Object detection data —
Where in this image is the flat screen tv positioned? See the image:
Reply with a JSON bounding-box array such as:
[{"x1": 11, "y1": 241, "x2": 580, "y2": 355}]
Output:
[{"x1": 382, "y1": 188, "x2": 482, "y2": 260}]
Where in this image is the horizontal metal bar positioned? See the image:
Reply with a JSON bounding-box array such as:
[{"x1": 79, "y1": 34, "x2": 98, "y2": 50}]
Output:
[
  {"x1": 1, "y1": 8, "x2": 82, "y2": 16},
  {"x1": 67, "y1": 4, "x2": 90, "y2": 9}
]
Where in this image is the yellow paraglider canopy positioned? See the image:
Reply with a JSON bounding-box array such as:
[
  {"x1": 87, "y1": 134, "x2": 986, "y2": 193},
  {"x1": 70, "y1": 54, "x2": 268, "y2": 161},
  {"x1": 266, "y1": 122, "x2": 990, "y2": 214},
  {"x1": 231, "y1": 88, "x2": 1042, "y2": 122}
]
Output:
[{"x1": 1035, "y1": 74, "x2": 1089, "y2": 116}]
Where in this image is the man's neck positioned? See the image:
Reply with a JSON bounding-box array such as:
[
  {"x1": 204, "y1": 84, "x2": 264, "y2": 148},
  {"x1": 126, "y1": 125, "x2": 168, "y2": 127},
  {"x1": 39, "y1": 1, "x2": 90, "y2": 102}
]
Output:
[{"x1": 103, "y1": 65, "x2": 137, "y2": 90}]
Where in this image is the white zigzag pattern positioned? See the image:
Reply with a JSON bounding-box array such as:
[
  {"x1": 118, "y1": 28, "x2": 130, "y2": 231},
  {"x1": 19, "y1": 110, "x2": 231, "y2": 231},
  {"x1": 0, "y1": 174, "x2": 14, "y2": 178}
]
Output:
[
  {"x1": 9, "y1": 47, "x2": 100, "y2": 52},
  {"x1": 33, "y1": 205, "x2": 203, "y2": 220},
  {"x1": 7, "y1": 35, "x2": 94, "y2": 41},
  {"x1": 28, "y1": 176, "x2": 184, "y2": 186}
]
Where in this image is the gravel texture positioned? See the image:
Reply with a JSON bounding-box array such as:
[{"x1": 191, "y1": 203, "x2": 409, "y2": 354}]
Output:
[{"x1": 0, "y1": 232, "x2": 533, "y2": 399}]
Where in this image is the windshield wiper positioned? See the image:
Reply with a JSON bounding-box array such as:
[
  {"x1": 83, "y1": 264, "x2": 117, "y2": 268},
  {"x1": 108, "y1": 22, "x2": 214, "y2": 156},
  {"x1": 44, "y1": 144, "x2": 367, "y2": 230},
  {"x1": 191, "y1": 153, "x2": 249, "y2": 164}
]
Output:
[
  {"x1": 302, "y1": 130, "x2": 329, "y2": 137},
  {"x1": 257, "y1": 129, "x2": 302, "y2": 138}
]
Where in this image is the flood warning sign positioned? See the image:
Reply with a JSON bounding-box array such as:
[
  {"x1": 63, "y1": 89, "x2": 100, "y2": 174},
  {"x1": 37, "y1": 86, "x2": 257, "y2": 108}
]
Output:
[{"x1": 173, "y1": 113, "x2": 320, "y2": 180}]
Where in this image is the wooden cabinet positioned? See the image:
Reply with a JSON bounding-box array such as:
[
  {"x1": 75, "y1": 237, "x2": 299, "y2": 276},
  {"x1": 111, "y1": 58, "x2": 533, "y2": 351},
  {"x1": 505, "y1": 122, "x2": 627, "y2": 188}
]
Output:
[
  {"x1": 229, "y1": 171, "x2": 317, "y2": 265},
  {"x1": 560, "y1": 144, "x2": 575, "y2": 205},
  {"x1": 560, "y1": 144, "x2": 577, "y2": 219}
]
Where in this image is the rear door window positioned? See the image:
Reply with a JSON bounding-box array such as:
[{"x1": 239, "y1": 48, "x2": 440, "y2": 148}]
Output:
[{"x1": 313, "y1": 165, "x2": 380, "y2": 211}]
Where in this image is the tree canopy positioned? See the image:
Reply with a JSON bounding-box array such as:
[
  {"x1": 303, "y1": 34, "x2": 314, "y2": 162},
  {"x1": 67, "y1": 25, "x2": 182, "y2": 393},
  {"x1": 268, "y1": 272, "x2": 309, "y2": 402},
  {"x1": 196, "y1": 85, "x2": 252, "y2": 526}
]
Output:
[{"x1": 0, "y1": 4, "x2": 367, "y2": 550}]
--
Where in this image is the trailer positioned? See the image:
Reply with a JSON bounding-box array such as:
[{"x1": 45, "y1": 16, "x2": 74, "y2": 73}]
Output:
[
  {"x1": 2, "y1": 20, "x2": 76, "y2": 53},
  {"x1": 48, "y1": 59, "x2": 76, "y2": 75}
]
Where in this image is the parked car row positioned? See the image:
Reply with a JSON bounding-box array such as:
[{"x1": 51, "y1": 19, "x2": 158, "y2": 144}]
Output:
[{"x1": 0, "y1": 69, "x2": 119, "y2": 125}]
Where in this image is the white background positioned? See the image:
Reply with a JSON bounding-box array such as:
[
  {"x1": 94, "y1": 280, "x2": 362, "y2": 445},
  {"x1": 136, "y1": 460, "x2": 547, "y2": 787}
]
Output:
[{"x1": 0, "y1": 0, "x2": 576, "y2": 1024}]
==
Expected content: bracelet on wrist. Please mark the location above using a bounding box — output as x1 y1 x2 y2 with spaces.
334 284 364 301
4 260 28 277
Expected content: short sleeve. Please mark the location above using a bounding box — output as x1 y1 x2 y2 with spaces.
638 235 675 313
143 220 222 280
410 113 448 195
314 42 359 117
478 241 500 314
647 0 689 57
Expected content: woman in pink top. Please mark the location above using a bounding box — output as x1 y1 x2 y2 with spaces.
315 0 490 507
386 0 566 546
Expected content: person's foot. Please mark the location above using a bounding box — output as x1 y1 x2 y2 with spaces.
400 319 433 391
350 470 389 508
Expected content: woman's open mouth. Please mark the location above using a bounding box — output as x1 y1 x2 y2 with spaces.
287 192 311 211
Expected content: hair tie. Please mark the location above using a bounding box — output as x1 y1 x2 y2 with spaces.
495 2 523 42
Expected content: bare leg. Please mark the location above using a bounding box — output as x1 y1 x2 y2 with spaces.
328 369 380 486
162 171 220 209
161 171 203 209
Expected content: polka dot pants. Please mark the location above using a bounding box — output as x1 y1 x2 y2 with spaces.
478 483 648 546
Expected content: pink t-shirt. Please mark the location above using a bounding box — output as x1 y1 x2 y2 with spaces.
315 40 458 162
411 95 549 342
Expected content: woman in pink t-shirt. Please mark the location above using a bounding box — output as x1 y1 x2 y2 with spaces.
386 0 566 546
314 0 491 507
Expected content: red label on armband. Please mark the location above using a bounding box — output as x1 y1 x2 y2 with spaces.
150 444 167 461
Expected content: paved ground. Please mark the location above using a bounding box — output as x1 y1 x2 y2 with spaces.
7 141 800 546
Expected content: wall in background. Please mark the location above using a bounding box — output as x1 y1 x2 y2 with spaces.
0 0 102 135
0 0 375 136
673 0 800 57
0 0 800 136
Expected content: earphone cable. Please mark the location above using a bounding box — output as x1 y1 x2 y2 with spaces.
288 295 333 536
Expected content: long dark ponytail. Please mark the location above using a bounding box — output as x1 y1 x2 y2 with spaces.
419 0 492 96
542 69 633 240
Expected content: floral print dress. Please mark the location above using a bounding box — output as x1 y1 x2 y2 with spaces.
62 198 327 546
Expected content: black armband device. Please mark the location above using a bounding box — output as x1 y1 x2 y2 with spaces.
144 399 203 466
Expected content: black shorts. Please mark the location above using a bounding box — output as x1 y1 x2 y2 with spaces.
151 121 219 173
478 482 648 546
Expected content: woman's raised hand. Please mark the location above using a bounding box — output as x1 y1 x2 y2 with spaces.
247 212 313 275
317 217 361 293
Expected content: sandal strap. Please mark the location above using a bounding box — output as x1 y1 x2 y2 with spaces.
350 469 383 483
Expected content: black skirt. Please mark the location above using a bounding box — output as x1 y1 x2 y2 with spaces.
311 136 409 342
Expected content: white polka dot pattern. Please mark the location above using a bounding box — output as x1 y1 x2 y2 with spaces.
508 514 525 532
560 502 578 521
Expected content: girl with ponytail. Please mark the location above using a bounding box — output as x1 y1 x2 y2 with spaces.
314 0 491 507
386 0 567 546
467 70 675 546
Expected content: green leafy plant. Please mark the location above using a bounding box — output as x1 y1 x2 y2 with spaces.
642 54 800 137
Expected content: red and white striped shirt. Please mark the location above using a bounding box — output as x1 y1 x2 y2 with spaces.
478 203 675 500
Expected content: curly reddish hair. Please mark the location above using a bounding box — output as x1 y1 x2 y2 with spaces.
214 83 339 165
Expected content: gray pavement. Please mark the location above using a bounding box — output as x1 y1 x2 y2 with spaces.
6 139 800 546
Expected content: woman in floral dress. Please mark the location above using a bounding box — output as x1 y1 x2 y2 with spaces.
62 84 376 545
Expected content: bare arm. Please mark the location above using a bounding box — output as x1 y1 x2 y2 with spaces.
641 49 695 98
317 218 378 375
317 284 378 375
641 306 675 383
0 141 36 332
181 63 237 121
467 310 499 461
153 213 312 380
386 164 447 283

The request —
Format the lines starting at the one containing "Expected content: woman in pink t-shirt." and ending at the one containing "467 70 675 546" as a numbered list, skipping any blank lines.

Reply —
1. Expected content: woman in pink t-shirt. Please mark the location above using a bounding box — output as x1 y1 x2 y2 with spaces.
2. 386 0 566 546
3. 314 0 491 507
4. Expected content: red label on armband. Please mark the location above using a bounding box — output as x1 y1 x2 y2 with spaces.
5. 150 444 167 461
6. Expected content: paved ground. Please mark the location above using a bounding box — output as x1 y1 x2 y2 with spaces.
7. 7 141 800 546
8. Expected content: wall in background. Please mark the location above using a bounding box — output as x1 y1 x2 y2 with spaces.
9. 0 0 102 135
10. 0 0 375 136
11. 673 0 800 57
12. 0 0 800 136
13. Expected content: earphone cable. Please mark the location above using a bounding box — output as x1 y1 x2 y2 with spaces.
14. 288 295 333 536
15. Expected content: long dark ponytail. Please mark the location above using a bounding box — output as x1 y1 x2 y2 with spaces.
16. 419 0 492 96
17. 542 69 633 240
18. Expected content: floral print dress. Please mark the location above using a bounding box — output as x1 y1 x2 y2 with spaces.
19. 62 198 327 546
20. Expected content: black armband device. Please mark the location above using a bounding box — output as x1 y1 x2 y2 with spaces.
21. 144 399 203 466
22. Expected content: black shorts. Please mark the location above using a bounding box — output as x1 y1 x2 y2 with spaces.
23. 151 121 219 173
24. 478 482 648 546
25. Expected content: woman's raised hand. Please mark the location above using a bounding box — output as x1 y1 x2 y2 with spaces.
26. 247 212 313 275
27. 317 217 361 293
28. Expected content: sandal strap. Please mark the location above using a bounding box — output as x1 y1 x2 y2 with spaces.
29. 350 469 383 483
30. Expected content: black skirt. Please mark the location above using a bounding box — output as x1 y1 x2 y2 with spaces.
31. 311 136 409 342
32. Expected content: white polka dot pattern. Please mark the location above using a bounding box — output as x1 y1 x2 y2 with spaces.
33. 508 514 525 532
34. 560 502 578 521
35. Expected content: girl with ponytail. Please mark the location above using a bounding box — output as x1 y1 x2 y2 with spaces.
36. 314 0 491 507
37. 386 0 567 546
38. 467 70 675 546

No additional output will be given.